Brano estratto:
◇ ◇ ◇ ◇ ◇

“È una giornata importante e delicata e dobbiamo essere molto lucidi e razionali, per raggiungere le scelte giuste per i nostri territori. Le misure devono essere necessariamente nazionali, perché dalla Valle d’Aosta alla Calabria il virus c’è ovunque e sta crescendo ovunque”. Lo ha detto a Buongiorno, su Sky TG24, il presidente della Regione Piemonte Alberto Cirio schierandosi, così con Lombardia ed Emilia Romagna. “Non è possibile intervenire a pezzi, bisogna intervenire tutti insieme, con un modulo che preveda le responsabilità di Regioni e Governo, che sia completo e che dia una prospettiva. Quello che non vedo oggi è una prospettiva da dare al Paese”.

◇ ◇ ◇ ◇ ◇

Dati forniti:
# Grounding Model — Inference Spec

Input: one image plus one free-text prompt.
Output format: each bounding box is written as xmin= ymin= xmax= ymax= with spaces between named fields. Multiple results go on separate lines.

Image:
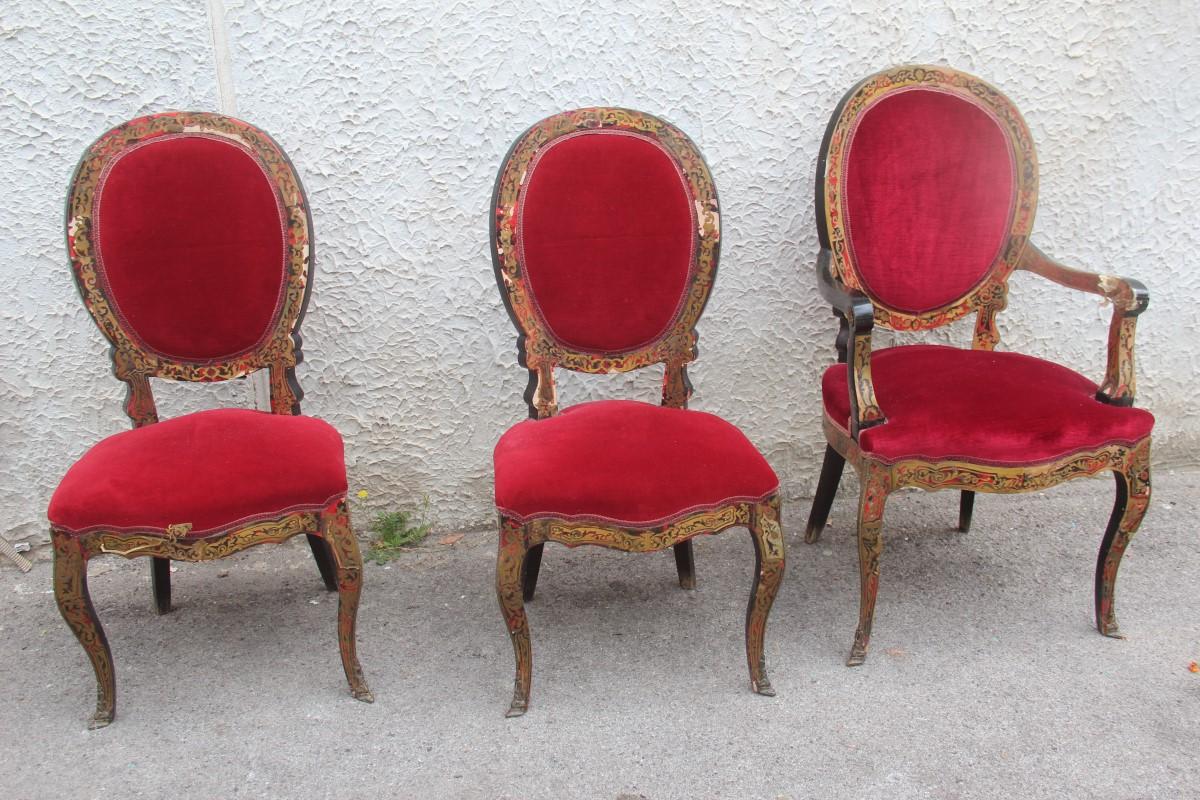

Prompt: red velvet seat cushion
xmin=517 ymin=130 xmax=696 ymax=353
xmin=48 ymin=409 xmax=346 ymax=536
xmin=822 ymin=344 xmax=1154 ymax=465
xmin=92 ymin=134 xmax=287 ymax=361
xmin=494 ymin=401 xmax=779 ymax=528
xmin=845 ymin=89 xmax=1016 ymax=312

◇ ◇ ◇ ◇ ◇

Descrizione esercizio:
Secondo il brano estratto, per quale motivo Alberto Cirio sostiene che le misure devono essere necessariamente nazionali?

Soluzione esercizio:
Perché dalla Valle d'Aosta alla Calabria il virus c'è ovunque e sta crescendo ovunque.